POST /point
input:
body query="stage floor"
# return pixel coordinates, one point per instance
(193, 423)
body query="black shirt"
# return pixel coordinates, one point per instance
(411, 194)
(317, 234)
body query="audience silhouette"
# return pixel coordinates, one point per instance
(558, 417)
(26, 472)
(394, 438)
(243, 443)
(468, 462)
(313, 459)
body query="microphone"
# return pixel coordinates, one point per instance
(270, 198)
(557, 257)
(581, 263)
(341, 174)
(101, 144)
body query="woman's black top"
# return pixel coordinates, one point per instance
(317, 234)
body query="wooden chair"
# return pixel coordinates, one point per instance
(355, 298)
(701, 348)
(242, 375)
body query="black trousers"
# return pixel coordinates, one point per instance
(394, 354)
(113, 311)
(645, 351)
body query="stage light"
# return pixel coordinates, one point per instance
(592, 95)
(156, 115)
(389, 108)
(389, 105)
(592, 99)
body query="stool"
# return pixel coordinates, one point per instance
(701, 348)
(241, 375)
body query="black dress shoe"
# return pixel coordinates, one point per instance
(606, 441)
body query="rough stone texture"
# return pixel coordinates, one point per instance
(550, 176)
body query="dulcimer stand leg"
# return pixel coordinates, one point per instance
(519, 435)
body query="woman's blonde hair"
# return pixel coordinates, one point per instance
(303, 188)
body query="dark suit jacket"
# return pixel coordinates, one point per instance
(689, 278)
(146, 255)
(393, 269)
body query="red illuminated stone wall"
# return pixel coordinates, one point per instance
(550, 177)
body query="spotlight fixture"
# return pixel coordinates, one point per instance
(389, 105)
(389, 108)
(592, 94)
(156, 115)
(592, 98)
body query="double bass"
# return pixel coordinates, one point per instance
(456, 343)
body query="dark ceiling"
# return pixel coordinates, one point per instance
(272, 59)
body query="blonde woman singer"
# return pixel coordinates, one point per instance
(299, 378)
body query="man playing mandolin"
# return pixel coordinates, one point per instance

» Instructions for the task:
Pull out each line of the listing above that contains the string "woman", matching case exactly.

» Response to the exercise:
body query="woman's black top"
body query="woman's blonde hair"
body query="blonde woman singer"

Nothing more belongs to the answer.